Text excerpt:
'''

The twelfth annual PM Forum Global Conference in September will address one of the biggest challenges facing professional service firms today; how does a firm create an environment in which innovative thinking can flourish, that allows clients and firms to create deep bonds and where the best ideas are used to create compelling marketing propositions?
What a long way we have come!
Professional services’ marketing has come a long way over the last twelve years. In those days, many firms treated marketing as “communications wallpaper”; departments were instructed to present the image that the firm wanted the world to see, often dislocated from the reality of true client experience, and the marketing function was a long way from shaping the strategic agenda. Marketing back then was defined by broadcast communications aimed at telling the client how good the advisor was. The over-riding message was “We’re really good, if the client can’t see this (more fool the client) then the marketing department is to blame!”
Since then progress has been incremental, driven in part by a maturation of the professions as well as the performance of leading practitioners who have earned the right to a place at top-table. The campaigning of organisations like PM Forum and the Managing Partners’ Forum has also played an important part in challenging current thinking and creating an agenda for change.

'''

Stored records:

'''

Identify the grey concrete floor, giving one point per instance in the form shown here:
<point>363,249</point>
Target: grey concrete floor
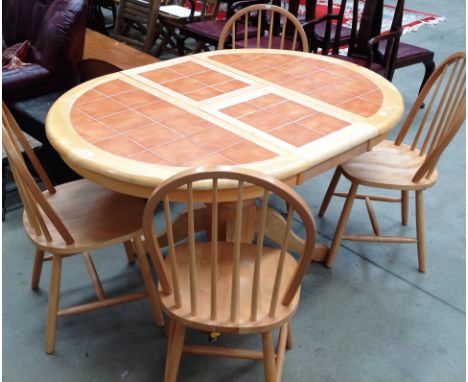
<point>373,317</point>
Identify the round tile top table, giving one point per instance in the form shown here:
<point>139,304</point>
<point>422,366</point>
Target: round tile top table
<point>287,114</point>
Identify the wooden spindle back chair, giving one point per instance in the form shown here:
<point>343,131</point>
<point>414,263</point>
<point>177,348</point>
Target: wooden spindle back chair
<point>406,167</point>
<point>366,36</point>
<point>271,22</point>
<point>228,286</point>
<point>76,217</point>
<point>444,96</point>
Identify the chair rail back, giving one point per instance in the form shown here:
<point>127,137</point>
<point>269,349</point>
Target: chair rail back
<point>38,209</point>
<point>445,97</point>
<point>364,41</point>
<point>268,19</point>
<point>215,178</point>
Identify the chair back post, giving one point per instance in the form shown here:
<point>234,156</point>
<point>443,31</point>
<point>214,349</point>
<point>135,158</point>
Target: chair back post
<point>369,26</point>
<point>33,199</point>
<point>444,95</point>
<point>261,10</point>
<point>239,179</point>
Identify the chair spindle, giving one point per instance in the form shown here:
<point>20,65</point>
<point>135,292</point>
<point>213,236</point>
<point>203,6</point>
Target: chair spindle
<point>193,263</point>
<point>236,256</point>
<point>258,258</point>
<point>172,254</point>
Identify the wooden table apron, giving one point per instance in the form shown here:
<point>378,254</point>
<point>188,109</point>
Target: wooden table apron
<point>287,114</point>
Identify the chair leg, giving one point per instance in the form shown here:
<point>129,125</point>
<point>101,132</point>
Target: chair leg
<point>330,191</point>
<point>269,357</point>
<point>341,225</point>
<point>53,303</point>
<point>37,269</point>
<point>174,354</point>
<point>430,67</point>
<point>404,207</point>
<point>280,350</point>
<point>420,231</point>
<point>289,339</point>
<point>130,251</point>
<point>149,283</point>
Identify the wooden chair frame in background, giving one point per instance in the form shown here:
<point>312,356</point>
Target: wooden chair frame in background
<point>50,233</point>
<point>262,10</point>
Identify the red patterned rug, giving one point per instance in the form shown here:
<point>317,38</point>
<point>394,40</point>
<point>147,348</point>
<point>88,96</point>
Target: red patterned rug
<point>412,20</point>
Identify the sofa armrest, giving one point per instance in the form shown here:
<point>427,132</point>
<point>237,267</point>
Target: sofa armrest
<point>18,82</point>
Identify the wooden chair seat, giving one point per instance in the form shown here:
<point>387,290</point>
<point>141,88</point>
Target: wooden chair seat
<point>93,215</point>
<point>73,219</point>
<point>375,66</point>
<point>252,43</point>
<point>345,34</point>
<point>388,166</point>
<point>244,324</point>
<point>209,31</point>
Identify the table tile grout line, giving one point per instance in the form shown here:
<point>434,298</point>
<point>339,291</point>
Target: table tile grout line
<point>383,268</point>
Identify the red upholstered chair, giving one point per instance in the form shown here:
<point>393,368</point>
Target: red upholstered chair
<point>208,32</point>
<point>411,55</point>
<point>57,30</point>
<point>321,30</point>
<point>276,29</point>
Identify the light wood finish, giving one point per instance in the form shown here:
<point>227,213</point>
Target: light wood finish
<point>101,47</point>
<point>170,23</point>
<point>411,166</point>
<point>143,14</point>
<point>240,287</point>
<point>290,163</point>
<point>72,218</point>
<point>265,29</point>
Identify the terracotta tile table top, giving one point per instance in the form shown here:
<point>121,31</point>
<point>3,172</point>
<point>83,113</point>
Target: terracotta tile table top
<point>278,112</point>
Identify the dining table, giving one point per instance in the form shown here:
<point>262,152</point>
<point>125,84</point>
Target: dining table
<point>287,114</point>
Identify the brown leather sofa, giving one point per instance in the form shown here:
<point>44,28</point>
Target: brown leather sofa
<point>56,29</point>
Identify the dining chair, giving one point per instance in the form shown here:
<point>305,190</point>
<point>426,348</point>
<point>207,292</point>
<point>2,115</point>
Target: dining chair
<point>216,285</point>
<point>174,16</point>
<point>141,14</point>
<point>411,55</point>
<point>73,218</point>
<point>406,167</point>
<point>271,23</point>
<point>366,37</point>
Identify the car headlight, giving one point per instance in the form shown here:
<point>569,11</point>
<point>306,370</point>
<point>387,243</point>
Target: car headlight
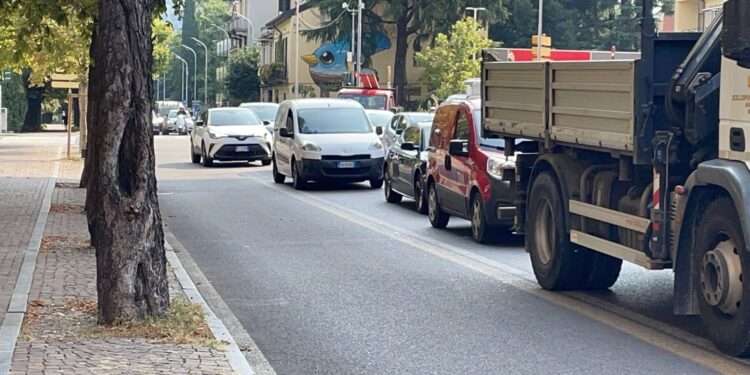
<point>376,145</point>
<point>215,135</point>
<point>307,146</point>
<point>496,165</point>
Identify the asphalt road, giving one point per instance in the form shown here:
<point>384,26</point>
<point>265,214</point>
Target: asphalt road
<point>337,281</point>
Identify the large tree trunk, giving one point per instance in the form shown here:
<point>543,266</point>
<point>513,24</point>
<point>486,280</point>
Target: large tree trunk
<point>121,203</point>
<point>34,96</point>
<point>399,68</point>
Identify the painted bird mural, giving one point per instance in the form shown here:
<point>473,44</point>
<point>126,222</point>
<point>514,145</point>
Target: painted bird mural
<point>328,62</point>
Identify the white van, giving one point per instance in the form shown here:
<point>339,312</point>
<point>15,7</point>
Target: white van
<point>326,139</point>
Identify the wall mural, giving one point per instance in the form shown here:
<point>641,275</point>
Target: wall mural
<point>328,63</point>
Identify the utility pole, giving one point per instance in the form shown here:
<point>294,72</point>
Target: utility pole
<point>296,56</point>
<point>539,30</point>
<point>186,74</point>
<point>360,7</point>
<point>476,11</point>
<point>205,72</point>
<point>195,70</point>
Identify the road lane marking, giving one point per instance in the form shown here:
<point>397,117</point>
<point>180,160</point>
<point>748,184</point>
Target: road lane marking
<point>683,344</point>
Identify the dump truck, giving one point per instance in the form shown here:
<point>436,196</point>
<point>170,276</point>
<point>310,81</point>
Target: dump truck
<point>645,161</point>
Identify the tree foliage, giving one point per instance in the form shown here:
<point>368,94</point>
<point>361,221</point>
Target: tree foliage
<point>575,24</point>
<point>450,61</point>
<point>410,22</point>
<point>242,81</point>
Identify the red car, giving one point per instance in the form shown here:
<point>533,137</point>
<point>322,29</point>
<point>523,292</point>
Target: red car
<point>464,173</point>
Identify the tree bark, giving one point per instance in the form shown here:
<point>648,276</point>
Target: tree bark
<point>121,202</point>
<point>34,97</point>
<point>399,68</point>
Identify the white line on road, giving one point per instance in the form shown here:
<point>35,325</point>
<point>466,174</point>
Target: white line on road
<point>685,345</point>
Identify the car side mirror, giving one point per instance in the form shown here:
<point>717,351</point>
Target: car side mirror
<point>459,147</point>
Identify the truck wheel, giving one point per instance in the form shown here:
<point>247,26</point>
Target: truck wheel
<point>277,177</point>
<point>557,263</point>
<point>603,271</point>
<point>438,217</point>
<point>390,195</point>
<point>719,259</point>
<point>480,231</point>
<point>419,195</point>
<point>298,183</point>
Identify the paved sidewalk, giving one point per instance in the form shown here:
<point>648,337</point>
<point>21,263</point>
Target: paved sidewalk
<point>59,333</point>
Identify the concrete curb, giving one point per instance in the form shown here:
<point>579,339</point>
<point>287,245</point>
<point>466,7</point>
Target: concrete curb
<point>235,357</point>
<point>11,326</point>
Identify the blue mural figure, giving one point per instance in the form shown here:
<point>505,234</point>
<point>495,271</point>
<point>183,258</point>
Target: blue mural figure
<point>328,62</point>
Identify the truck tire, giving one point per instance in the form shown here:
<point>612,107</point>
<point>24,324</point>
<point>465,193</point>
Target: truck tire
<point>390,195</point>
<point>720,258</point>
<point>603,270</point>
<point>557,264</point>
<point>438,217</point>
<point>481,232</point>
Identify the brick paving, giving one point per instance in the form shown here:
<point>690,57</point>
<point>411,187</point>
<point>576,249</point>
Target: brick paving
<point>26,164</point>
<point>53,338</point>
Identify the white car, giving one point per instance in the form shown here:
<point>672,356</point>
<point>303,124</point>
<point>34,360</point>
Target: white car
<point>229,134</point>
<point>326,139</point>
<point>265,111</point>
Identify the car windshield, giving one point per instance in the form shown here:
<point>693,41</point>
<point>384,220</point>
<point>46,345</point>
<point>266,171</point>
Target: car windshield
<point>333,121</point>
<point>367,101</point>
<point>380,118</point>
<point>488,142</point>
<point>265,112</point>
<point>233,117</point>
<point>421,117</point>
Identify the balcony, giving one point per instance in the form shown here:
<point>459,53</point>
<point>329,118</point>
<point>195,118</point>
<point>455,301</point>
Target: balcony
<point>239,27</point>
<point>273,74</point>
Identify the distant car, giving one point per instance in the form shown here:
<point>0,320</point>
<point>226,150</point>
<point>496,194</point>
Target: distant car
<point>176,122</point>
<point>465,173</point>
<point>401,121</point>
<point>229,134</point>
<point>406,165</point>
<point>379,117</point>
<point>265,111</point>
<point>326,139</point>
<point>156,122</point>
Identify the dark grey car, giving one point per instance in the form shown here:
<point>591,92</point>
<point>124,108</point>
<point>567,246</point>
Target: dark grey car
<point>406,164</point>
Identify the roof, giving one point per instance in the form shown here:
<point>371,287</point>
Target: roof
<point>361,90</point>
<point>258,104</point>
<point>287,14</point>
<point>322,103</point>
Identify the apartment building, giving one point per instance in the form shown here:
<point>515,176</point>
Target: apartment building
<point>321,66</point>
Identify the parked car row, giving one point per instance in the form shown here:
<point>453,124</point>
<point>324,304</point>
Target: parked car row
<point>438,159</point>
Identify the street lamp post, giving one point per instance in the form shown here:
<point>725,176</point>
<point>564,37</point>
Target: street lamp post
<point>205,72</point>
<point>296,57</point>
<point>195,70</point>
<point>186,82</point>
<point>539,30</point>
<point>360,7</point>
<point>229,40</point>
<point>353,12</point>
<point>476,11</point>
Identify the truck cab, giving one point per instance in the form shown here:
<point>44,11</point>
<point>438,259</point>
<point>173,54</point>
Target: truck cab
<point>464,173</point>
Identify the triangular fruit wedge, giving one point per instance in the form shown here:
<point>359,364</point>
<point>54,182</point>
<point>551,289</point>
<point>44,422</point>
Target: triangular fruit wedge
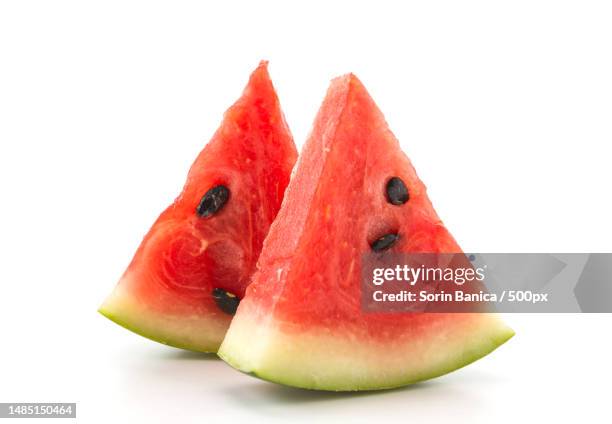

'''

Tasks:
[A] In the text on professional services marketing, what phrase describes how many firms treated marketing twelve years earlier?
[B] Transcribe the part of the professional services marketing text that opens with the words containing "The twelfth annual" and closes with "we have come!".
[C] Summarize the text on professional services marketing in two sentences.

The solutions:
[A] Many firms treated marketing as "communications wallpaper."

[B]
The twelfth annual PM Forum Global Conference in September will address one of the biggest challenges facing professional service firms today; how does a firm create an environment in which innovative thinking can flourish, that allows clients and firms to create deep bonds and where the best ideas are used to create compelling marketing propositions?
What a long way we have come!

[C] The twelfth annual PM Forum Global Conference in September will address how professional service firms can create an environment where innovative thinking flourishes, clients and firms form deep bonds, and the best ideas become compelling marketing propositions. Professional services marketing has come a long way from the broadcast "communications wallpaper" of twelve years ago, with incremental progress driven by the maturation of the professions, leading practitioners, and the campaigning of PM Forum and the Managing Partners' Forum.